| 本文 |
============================================================

すれ違っていた家族が再生されていく様子は心地が良かったです。まさに希望の糸。ちゃんと繋がっているんですよね。
『神の手』久坂部羊
テーマは安楽死
外科医・白川は 末期がん患者・古林章太郎の激痛を取り除くため安楽死を選んだ。だが章太郎の母・康代はそれを告発。殺人か過失致死か、状況は限りなく不利だったが謎の圧力で白川は不起訴になった。背後に安楽死法制化の画策と世論誘導を行う “センセイ” の影が・・・。
医師が主人公の 「安楽死」 を扱ったミステリー小説です。それによって神の手になるか、それとも死神の手になるかは紙一重。「安楽死」 法制化の裏でくり広げられる暗躍では、人々の自分勝手な思惑があふれていました。
なかなか興味深い。
リアル感・ミステリー感もあって読み応えあり。何よりテーマを深く掘り下げているのが良かったです。
『コンビニ人間』村田沙耶香
第155回芥川賞受賞作
コンビニのアルバイト店員18年目・古倉恵子。36歳未婚。彼氏なし。毎日の食事はコンビニ食、夢の中でもコンビニのレジを打ち、清潔なコンビニの風景と「いらっしゃいませ!」の掛け声が毎日の安らかな眠りをもたらしてくれる。ある日 婚活目的の新入り男性・白羽がやってきて・・・。
楽しそうな話?と思って読んだら、めちゃめちゃヘビーでダークな物語でした。・・・そうですよね、村田沙耶香さんですものね。でも面白かったです。コンビニ店員を描いた『コンビニ人間』というタイトルがピッタリな小説。
このダーク (?) な雰囲気が好き。
「普通」 ってなんだろうと思いました。自分の 「普通」 が 他人の 「普通」 とは限らない。逆も然りです。これはすごくオススメな1冊。
『カエルの小指』道尾秀介
『カラスの親指』の続編!
詐欺師から足を洗い、実演販売士として真っ当に生きる道を選んだ武沢竹夫。しかし謎めいた中学生・キョウが「とんでもない依頼」とともに現れたことで、再びペテンの世界に戻ることを決意した。まひろ、やひろ、貫太郎らと「超人気テレビ番組」を巻き込んだド派手な大仕掛けを計画するが・・・。
『カラスの親指』の続編、壮大なペテンを描いたお話です。さすが道尾さん。ペテン、ペテン、ペテンの連続でした。騙しているつもりが騙されていたという前作を思わせる展開です。これが面白いんですよね。

============================================================

| 抽出した行 |
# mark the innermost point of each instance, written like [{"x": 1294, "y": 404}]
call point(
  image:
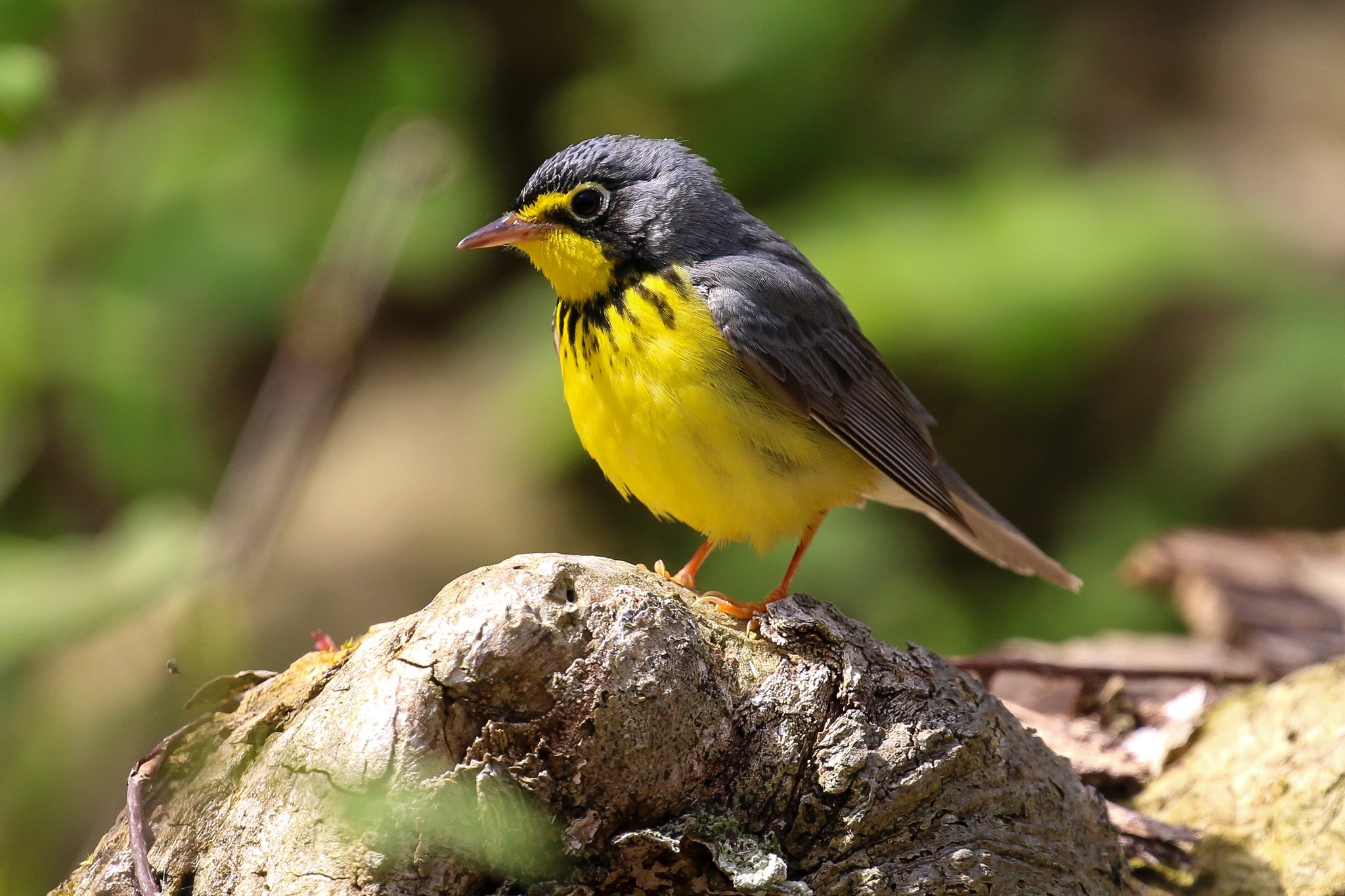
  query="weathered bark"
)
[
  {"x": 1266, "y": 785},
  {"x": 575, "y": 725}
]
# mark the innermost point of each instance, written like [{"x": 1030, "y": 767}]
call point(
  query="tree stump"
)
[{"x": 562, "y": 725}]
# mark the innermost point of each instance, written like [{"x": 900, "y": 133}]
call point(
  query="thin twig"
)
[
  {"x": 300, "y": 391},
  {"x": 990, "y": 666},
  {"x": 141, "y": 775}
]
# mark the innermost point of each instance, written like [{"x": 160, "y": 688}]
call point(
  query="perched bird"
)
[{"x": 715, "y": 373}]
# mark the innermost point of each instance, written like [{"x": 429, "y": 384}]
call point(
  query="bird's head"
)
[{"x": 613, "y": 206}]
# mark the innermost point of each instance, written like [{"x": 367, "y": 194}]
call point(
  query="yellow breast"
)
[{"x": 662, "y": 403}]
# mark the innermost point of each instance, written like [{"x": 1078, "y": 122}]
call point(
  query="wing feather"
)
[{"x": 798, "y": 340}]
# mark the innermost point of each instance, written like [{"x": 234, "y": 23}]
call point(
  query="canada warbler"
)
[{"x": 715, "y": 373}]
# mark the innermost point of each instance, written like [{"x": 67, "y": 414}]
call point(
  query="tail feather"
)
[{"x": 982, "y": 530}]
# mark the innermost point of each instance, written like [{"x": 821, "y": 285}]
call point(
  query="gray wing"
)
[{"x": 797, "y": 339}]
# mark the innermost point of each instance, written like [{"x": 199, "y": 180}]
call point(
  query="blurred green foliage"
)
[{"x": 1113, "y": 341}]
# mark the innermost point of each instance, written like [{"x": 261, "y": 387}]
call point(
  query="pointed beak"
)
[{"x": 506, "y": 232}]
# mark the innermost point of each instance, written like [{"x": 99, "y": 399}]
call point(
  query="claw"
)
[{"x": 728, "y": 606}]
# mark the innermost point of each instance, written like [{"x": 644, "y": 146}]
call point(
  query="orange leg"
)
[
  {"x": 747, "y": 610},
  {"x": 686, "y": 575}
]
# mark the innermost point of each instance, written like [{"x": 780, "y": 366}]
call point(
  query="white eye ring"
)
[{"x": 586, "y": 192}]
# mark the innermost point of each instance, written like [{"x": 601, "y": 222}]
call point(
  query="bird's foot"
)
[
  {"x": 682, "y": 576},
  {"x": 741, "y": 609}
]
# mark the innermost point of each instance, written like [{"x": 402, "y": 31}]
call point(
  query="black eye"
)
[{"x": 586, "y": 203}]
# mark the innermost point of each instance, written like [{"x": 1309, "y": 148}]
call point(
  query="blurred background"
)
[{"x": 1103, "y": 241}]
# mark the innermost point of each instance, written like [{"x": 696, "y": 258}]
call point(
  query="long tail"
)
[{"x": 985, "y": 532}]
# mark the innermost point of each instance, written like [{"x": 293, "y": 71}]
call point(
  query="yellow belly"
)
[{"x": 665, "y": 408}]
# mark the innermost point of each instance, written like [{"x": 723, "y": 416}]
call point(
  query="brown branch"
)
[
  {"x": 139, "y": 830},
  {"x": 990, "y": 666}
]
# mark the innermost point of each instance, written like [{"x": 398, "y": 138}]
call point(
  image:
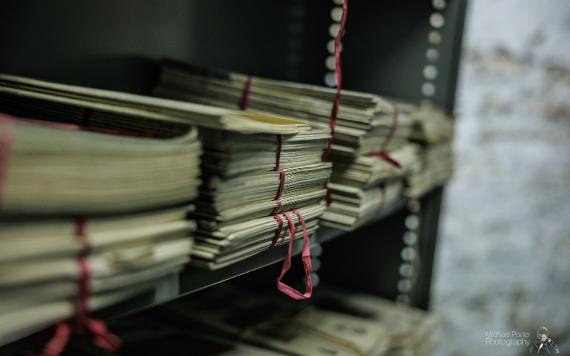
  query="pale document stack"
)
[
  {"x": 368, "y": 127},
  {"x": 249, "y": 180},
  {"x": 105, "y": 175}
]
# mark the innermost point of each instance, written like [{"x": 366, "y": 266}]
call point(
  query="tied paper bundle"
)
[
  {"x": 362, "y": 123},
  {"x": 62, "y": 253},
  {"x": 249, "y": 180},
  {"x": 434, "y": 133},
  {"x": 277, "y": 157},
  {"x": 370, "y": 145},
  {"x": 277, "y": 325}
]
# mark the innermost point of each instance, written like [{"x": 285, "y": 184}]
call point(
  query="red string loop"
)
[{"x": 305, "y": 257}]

============================================================

| 課題 |
本文によると、『コンビニ人間』の古倉恵子はコンビニのアルバイト店員として何年目か。

| 解答 |
18年目。